[Start of Input rows]

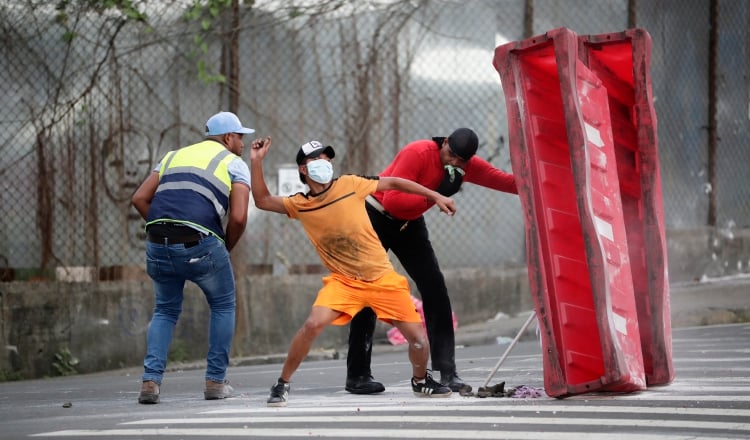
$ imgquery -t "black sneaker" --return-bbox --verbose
[266,379,289,406]
[344,375,385,394]
[411,373,451,397]
[440,372,471,393]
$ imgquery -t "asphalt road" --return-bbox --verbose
[0,323,750,440]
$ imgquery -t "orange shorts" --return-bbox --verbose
[313,271,422,325]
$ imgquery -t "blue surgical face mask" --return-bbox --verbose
[307,159,333,185]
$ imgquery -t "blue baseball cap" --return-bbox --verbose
[206,112,255,136]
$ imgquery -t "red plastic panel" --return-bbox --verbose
[493,29,645,397]
[579,29,674,385]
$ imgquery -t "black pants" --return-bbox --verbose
[346,204,456,377]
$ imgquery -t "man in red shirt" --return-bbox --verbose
[346,128,518,394]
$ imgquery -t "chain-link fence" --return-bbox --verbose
[0,0,750,280]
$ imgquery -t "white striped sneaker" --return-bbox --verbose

[End of Input rows]

Brief
Lay out every line of the records above as a Markdown table with the columns Row and Line, numbering the rows in order and skipping blank lines. Leave the pictures out of the table.

Task result
| Row | Line |
|---|---|
| 1 | $ imgquery -t "black sneaker" --return-bbox --verbose |
| 2 | [266,379,289,406] |
| 3 | [344,375,385,394] |
| 4 | [411,373,451,397] |
| 5 | [440,372,471,393] |
| 6 | $ imgquery -t "asphalt road" --return-bbox --verbose |
| 7 | [0,323,750,440] |
| 8 | $ imgquery -t "orange shorts" --return-bbox --verbose |
| 9 | [313,271,422,325] |
| 10 | $ imgquery -t "blue surgical face mask" --return-bbox --verbose |
| 11 | [307,159,333,185] |
| 12 | $ imgquery -t "blue baseball cap" --return-bbox --verbose |
| 13 | [206,112,255,136] |
| 14 | $ imgquery -t "red plastic panel" --return-bbox --verbose |
| 15 | [493,29,645,397] |
| 16 | [579,29,674,385] |
| 17 | $ imgquery -t "black pants" --return-bbox --verbose |
| 18 | [346,204,456,377] |
| 19 | $ imgquery -t "man in red shirt" --return-bbox --verbose |
| 20 | [346,128,518,394] |
| 21 | $ imgquery -t "chain-link fence" --return-bbox --verbose |
| 22 | [0,0,750,280] |
| 23 | $ imgquery -t "white striped sneaker" --return-bbox --verbose |